____ SUPPLIED DATA
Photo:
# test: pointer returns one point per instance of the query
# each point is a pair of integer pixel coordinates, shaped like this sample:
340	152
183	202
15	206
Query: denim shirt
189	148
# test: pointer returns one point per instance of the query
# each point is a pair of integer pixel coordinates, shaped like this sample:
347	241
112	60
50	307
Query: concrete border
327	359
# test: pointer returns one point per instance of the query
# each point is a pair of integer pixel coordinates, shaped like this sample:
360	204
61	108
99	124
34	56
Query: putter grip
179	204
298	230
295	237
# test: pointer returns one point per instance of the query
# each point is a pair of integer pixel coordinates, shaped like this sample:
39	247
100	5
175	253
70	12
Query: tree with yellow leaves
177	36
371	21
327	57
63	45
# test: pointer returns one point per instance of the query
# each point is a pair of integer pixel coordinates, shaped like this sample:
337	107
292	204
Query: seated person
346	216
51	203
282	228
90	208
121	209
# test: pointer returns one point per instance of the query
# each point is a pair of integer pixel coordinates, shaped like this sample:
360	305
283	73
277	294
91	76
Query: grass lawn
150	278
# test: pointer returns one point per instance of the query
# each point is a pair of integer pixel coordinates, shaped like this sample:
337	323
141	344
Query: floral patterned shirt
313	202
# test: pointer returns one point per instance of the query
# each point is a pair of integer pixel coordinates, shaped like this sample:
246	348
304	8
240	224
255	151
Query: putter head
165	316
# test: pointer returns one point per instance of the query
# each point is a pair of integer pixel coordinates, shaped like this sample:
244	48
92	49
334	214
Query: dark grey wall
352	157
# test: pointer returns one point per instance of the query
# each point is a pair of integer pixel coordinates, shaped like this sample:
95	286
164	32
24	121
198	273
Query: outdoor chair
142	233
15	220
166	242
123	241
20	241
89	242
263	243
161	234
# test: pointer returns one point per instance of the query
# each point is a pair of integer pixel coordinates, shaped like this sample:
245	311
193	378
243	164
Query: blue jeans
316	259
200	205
________
### TASK
Reproduce exactly the line containing "Query: outdoor chair" and all lines after it through the end of the listing above; leave out every earlier line.

### ANSWER SPACE
Query: outdoor chair
142	233
15	220
166	242
123	241
20	241
89	242
263	243
161	234
# test: pointer returns one point per instance of the query
# each point is a pair of integer pixel coordinates, shaped like this sample:
245	311
193	378
243	164
Query: blue jeans
316	259
200	205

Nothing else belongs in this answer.